把下列所有条目的每一行原样摘录出来，一字不改。

[指点与标注条目]
####################
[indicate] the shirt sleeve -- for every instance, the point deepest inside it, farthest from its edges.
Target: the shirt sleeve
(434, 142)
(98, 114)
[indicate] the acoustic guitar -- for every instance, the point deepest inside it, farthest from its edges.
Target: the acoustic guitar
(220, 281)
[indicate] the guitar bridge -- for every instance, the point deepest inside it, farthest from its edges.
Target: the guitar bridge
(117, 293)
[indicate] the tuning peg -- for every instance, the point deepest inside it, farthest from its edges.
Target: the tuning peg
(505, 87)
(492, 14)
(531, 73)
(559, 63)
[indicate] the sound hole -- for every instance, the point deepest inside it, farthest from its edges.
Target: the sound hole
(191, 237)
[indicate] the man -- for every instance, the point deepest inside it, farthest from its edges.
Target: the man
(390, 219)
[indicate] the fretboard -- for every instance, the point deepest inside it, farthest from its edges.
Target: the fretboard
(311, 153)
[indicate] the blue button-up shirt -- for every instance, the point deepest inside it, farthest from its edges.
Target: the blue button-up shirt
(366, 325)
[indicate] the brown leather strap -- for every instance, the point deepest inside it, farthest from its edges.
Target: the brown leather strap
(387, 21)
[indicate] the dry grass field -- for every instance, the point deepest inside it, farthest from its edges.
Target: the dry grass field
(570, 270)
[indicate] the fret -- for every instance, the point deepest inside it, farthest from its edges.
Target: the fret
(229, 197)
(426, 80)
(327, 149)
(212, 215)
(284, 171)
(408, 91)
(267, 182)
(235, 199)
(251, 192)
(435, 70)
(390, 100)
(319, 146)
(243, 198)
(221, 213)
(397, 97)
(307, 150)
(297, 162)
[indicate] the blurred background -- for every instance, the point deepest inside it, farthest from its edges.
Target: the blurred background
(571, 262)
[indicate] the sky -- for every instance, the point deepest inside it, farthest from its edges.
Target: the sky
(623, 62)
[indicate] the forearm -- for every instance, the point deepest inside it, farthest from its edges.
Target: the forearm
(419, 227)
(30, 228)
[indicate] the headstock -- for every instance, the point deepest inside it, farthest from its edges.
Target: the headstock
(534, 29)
####################
(作答内容):
[indicate] the shirt sleeve -- for every instance, the point deepest inside it, farthest from its edges.
Target: the shirt sleeve
(434, 142)
(98, 114)
[indicate] the acoustic guitar -- for every instance, the point deepest inside it, farthest from its edges.
Target: the acoustic guitar
(220, 281)
[indicate] the guitar bridge -- for every instance, the point deepest inside it, farthest from its edges.
Target: the guitar bridge
(117, 293)
[indicate] the tuning peg -- for every instance, the point deepest inside it, farthest from its edges.
Target: the tuning peg
(505, 87)
(492, 14)
(531, 73)
(559, 63)
[indicate] the sound hole -- for every instance, the point deepest inside it, farthest from its edges.
Target: the sound hole
(191, 237)
[indicate] the man -- for every instance, the point deepest inside it, farthest from its edges.
Target: the man
(390, 219)
[indicate] the fretboard -- for every instance, the point deepest inside it, farthest from its edges.
Target: the fretboard
(311, 153)
[indicate] the blue button-up shirt -- for every instance, the point deepest inside it, farthest from its edges.
Target: the blue button-up shirt
(366, 325)
[indicate] the brown leather strap -- for every instance, the point deepest inside it, farthest from its edges.
Target: the brown leather strap
(387, 21)
[indicate] the dry grass field -- for every instance, the point deepest inside it, farthest from its edges.
Target: the dry grass field
(570, 270)
[indicate] the fret -- for every instance, the point deepest inside it, farthest from its edges.
Target: the fret
(229, 197)
(426, 80)
(327, 149)
(212, 215)
(284, 171)
(408, 91)
(267, 182)
(235, 199)
(251, 192)
(435, 70)
(390, 100)
(319, 146)
(243, 198)
(221, 213)
(397, 97)
(307, 150)
(297, 162)
[indicate] the blurred background -- for every instance, the point deepest inside it, farthest from its edges.
Target: the blurred background
(571, 262)
[indicate] the sky -- for every instance, the point deepest inside it, farthest from its edges.
Target: the sky
(623, 62)
[indicate] the forearm -- for every instance, the point deepest inside it, farthest from its edges.
Target: the forearm
(419, 227)
(30, 228)
[indicate] the headstock -- for every instance, the point deepest inside it, farthest from its edges.
Target: the headstock
(534, 29)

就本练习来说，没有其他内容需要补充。